──────── Document excerpt ────────

Now let’s talk about the fights. Hu’s contribution to wuxia was highlighting the actual physical skills of his performers, minimizing the magical superpowers on which the genre had then recently been reliant. (You might say Hu was a revolutionary traditionalist long before the current CGI vs. Analog effects debate.) With the aid of Peking opera–trained fight coordinators, including Han Ying-Chieh and, on The Fate of Lee Khan and The Valiant Ones, an uncredited Sammo Hung, Hu charted intricate choreographies which play out just at the edge of the mind’s ability to comprehend. Often a single scrolling take will contain a swinging-for-the-fences hack-and-parry, an aerial kick and somersault, an opening flurry and a closing retreat, all in a matter of seconds. These acrobatics are extraordinary feats in their own right but, lest we forget, in every single one of these fights there is an additional unseen participant who is in fact incredibly cumbersome and obtrusive, but has been made to seem impossibly light as a feather: the camera and its operator. Seen as they are meant to be seen—save Raining on the Mountain, BAM’s entire series is in 35 mm—Hu’s set pieces provide an endorphin dump that can only be rivaled by the élan of Hollywood’s best musical numbers. And music is also a key element of Hu’s total cinema, blending traditional Chinese opera and Western influences, both low (spaghetti Western) and high (I swear I heard a snatch of Debussy’s “La cathédrale engloutie” in Dragon Inn.)

Hu emphasized his performers’ real prowess, but that doesn’t mean that he bore a strict allegiance to the physical facts of the world. He bent time and space as it suited him, loved extending the hangtime of a leap into flight by suturing together a string of shots of bodies in midair, cutting from a close-up blow to a wide view in which the struck party lands an impossible distance away—all pre wire fu!—as well as whipcrack cuts that hurtle between the issuance of an order to its carrying out. Hu was an exceedingly playful director, his films full of games of skill, as well as tricks, stratagems, and tactics: see the series of contests that’s a highlight of The Valiant Ones or, in the same film, the battle plan laid out on a Go board.

────────

**Task requirements**
Answer these questions from the text on King Hu's fight scenes:
(a) Which film in BAM's series is not in 35 mm?
(b) Which Debussy piece does the writer say they heard in Dragon Inn?
(c) In The Valiant Ones, what is the battle plan laid out on?

──────── Data extract ────────

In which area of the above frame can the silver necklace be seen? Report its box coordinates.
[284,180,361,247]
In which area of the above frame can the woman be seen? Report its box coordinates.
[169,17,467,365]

────────

**Answer to this problem**
(a) Raining on the Mountain
(b) "La cathédrale engloutie"
(c) A Go board